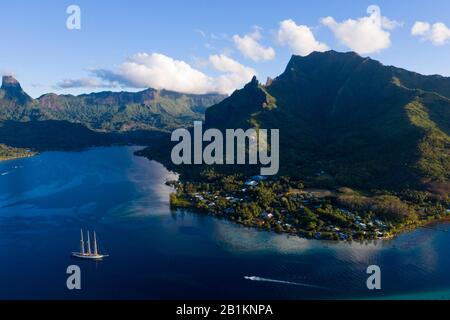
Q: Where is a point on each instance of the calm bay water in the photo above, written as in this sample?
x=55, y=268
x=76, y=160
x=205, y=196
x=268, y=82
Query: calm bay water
x=156, y=253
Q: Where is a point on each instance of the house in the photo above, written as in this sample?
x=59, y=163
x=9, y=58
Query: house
x=251, y=183
x=266, y=215
x=259, y=178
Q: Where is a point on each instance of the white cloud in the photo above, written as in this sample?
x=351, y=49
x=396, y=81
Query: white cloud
x=158, y=71
x=438, y=33
x=249, y=47
x=84, y=83
x=299, y=37
x=365, y=35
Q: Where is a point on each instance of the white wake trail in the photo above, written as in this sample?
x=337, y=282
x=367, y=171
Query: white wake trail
x=253, y=278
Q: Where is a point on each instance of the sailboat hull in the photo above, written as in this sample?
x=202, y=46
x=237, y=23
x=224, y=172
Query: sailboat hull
x=88, y=256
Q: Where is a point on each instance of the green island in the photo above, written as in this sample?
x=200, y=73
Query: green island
x=10, y=153
x=284, y=205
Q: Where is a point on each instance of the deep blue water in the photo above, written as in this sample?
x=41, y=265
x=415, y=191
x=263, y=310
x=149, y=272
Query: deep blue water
x=159, y=254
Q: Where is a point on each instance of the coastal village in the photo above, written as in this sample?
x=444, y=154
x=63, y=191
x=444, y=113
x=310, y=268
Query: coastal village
x=285, y=206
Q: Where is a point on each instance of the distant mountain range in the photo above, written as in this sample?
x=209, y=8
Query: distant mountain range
x=65, y=122
x=344, y=120
x=106, y=111
x=349, y=120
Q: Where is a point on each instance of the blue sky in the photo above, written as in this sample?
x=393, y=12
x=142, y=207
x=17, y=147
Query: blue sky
x=193, y=46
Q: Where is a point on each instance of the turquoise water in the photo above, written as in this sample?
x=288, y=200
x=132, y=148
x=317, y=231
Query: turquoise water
x=156, y=253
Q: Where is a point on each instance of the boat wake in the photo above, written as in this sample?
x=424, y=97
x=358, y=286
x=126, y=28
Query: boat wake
x=253, y=278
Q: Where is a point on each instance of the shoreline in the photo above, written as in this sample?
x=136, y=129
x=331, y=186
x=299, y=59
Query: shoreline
x=324, y=210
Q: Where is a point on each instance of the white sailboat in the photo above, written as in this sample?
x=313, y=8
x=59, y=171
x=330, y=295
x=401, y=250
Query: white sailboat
x=88, y=254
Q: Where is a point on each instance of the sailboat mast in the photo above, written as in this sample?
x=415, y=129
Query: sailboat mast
x=82, y=242
x=89, y=244
x=95, y=244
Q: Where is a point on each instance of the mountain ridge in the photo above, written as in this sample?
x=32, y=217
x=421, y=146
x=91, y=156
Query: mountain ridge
x=363, y=123
x=149, y=109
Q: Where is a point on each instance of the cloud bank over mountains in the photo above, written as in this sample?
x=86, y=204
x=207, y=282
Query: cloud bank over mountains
x=222, y=73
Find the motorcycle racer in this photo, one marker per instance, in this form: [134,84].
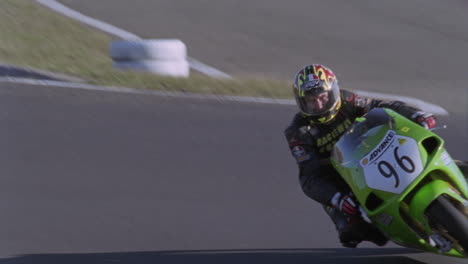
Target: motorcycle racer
[325,113]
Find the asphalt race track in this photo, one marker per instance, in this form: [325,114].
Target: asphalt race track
[95,177]
[102,177]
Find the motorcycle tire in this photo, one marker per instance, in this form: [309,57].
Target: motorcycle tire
[445,214]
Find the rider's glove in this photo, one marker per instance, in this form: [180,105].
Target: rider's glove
[427,121]
[345,204]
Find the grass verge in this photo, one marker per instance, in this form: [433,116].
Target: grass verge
[32,35]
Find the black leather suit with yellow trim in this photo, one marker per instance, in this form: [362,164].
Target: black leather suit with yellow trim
[311,144]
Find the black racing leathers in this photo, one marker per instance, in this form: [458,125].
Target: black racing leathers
[311,144]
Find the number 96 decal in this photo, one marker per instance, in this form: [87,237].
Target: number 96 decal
[393,164]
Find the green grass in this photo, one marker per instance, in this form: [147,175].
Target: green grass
[32,35]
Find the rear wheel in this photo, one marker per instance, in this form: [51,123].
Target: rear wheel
[444,214]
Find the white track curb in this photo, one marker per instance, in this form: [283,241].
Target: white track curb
[195,64]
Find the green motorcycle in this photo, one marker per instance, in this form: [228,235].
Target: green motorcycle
[407,184]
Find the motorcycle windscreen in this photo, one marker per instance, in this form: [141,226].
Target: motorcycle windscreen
[359,131]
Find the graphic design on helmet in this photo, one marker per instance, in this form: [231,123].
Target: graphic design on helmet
[317,93]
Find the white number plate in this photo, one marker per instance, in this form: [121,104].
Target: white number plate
[393,164]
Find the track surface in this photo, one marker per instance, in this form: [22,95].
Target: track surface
[97,172]
[93,177]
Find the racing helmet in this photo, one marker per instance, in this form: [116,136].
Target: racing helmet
[317,93]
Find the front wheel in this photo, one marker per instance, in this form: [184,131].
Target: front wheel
[444,214]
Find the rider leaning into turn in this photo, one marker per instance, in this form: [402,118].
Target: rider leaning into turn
[325,113]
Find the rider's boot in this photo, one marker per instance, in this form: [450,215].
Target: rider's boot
[354,230]
[348,229]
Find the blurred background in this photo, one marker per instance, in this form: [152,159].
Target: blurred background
[92,176]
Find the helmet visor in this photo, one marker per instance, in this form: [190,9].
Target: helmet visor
[317,103]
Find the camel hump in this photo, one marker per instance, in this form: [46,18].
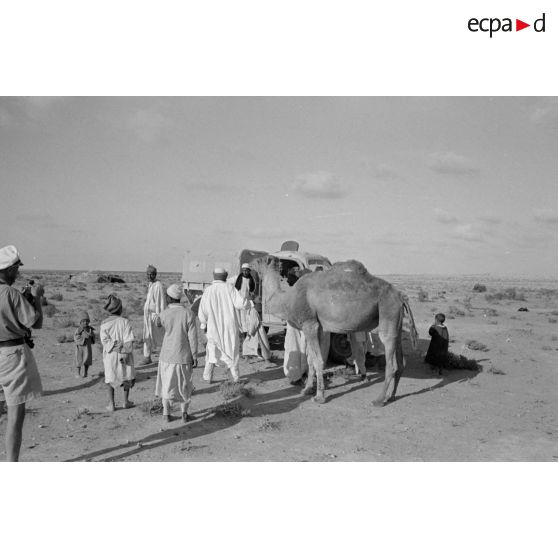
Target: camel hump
[289,246]
[352,266]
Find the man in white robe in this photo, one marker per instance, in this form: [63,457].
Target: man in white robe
[246,286]
[155,303]
[218,317]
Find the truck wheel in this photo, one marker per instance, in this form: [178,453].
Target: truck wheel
[340,348]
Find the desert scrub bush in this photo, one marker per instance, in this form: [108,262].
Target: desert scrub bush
[460,362]
[422,295]
[476,345]
[49,310]
[510,293]
[455,311]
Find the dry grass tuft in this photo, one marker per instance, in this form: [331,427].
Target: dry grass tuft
[231,390]
[65,338]
[152,407]
[459,362]
[49,310]
[455,311]
[422,295]
[63,321]
[81,412]
[232,410]
[476,345]
[269,425]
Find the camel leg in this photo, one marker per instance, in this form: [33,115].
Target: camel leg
[357,350]
[390,344]
[315,360]
[399,371]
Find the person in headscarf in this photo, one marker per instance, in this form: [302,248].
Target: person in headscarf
[19,376]
[437,353]
[117,338]
[251,328]
[155,303]
[178,355]
[217,315]
[84,337]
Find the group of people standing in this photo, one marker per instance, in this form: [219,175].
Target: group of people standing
[225,310]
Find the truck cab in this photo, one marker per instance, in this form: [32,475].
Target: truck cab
[197,274]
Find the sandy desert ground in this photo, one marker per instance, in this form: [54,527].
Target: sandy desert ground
[506,412]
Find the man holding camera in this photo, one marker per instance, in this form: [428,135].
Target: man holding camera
[19,376]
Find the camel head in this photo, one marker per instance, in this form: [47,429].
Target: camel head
[276,292]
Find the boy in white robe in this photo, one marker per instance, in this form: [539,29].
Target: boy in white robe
[155,303]
[218,317]
[117,338]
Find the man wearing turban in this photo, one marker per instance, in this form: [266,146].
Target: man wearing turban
[117,338]
[217,314]
[178,354]
[155,303]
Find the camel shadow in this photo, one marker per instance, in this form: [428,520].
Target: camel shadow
[209,422]
[68,389]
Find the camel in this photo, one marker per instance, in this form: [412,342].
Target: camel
[342,299]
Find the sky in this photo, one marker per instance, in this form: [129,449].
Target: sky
[407,185]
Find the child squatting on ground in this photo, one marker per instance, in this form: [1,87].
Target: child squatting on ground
[437,353]
[117,338]
[84,337]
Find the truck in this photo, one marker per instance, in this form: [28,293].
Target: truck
[197,274]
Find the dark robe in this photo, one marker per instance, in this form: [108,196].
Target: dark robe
[438,348]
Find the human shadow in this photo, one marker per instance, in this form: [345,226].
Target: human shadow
[181,433]
[93,381]
[210,421]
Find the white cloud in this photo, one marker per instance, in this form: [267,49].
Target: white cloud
[448,162]
[444,217]
[545,113]
[319,184]
[148,125]
[469,232]
[546,215]
[489,219]
[268,233]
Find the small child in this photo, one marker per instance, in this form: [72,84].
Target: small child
[117,338]
[84,337]
[438,349]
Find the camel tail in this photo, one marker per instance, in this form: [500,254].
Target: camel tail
[413,330]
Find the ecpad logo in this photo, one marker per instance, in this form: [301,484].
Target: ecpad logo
[492,25]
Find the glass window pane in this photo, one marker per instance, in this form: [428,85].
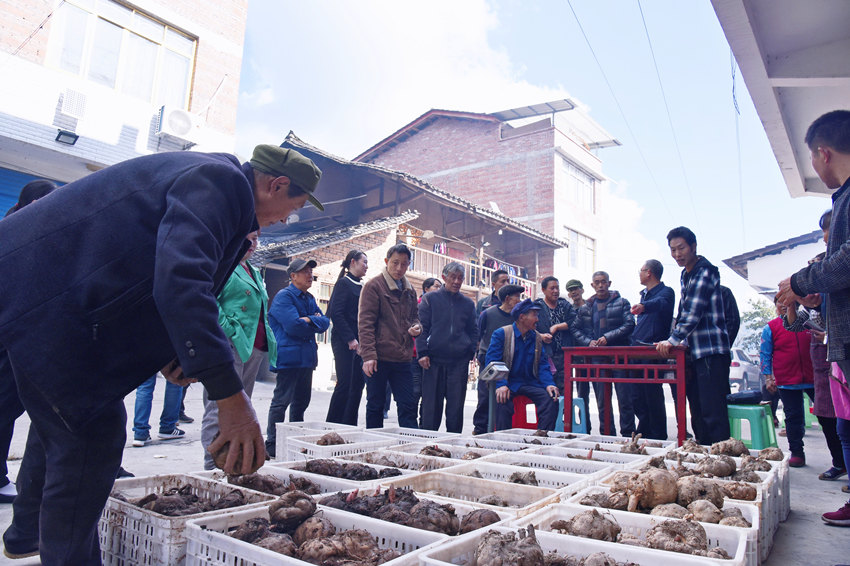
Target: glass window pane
[106,48]
[148,27]
[140,67]
[173,80]
[72,30]
[179,42]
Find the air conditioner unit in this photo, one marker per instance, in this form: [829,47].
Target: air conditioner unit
[178,123]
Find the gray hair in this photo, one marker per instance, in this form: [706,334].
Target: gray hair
[453,267]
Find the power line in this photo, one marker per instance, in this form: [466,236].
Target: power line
[622,113]
[669,116]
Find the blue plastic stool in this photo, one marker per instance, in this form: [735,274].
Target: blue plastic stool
[579,416]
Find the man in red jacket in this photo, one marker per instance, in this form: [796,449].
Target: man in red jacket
[787,367]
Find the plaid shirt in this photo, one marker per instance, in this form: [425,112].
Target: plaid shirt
[701,320]
[832,276]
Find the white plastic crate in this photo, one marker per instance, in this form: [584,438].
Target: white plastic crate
[733,541]
[461,550]
[285,430]
[404,434]
[305,447]
[529,439]
[280,470]
[403,460]
[130,535]
[750,513]
[620,460]
[550,434]
[209,545]
[521,499]
[457,452]
[593,471]
[767,519]
[564,482]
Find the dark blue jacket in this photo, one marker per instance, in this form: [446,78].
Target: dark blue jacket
[653,325]
[449,327]
[296,338]
[108,279]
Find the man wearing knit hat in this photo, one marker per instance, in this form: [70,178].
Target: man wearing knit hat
[113,278]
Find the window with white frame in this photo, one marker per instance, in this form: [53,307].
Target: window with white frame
[122,48]
[581,188]
[582,251]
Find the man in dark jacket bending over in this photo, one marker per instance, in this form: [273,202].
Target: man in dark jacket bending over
[520,347]
[605,320]
[445,347]
[113,278]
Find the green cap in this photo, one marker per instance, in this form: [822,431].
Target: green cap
[278,161]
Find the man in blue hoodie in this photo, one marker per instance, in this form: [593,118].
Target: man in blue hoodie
[520,347]
[702,322]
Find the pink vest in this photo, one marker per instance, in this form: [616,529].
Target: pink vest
[792,363]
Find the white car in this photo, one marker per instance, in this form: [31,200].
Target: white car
[743,373]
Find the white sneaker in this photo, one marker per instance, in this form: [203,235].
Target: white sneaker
[173,435]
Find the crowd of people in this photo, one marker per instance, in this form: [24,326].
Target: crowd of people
[156,277]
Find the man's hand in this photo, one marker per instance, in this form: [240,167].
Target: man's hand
[370,367]
[664,347]
[237,423]
[770,383]
[785,295]
[174,374]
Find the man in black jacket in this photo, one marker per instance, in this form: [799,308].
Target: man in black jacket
[605,320]
[445,347]
[114,277]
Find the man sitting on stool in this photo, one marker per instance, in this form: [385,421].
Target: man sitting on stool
[520,347]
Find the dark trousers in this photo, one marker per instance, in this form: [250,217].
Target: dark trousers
[398,375]
[795,418]
[10,409]
[345,401]
[294,387]
[547,408]
[480,418]
[64,481]
[830,432]
[444,381]
[706,393]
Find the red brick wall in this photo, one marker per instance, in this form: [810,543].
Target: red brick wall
[516,173]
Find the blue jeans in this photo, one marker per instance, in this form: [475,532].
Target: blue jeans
[795,418]
[170,408]
[400,379]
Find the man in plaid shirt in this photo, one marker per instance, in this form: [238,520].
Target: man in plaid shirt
[702,324]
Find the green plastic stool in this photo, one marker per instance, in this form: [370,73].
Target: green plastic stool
[760,418]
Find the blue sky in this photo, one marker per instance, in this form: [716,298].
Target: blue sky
[344,75]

#### WHAT NEEDS TO BE DONE
Please rewrite the listing from its start up to and including the line with "x=259, y=178", swapping "house" for "cottage" and changing nothing else. Leave the pictures out of your answer.

#### EXERCISE OUTPUT
Q: Where is a point on each instance of the calm bay water in the photo above, written as in this sample?
x=55, y=268
x=76, y=160
x=205, y=196
x=268, y=82
Query: calm bay water
x=156, y=253
Q: Where is a point on each instance of the cottage in the photo above, written as in this sample?
x=59, y=163
x=9, y=58
Query: cottage
x=251, y=183
x=266, y=215
x=259, y=178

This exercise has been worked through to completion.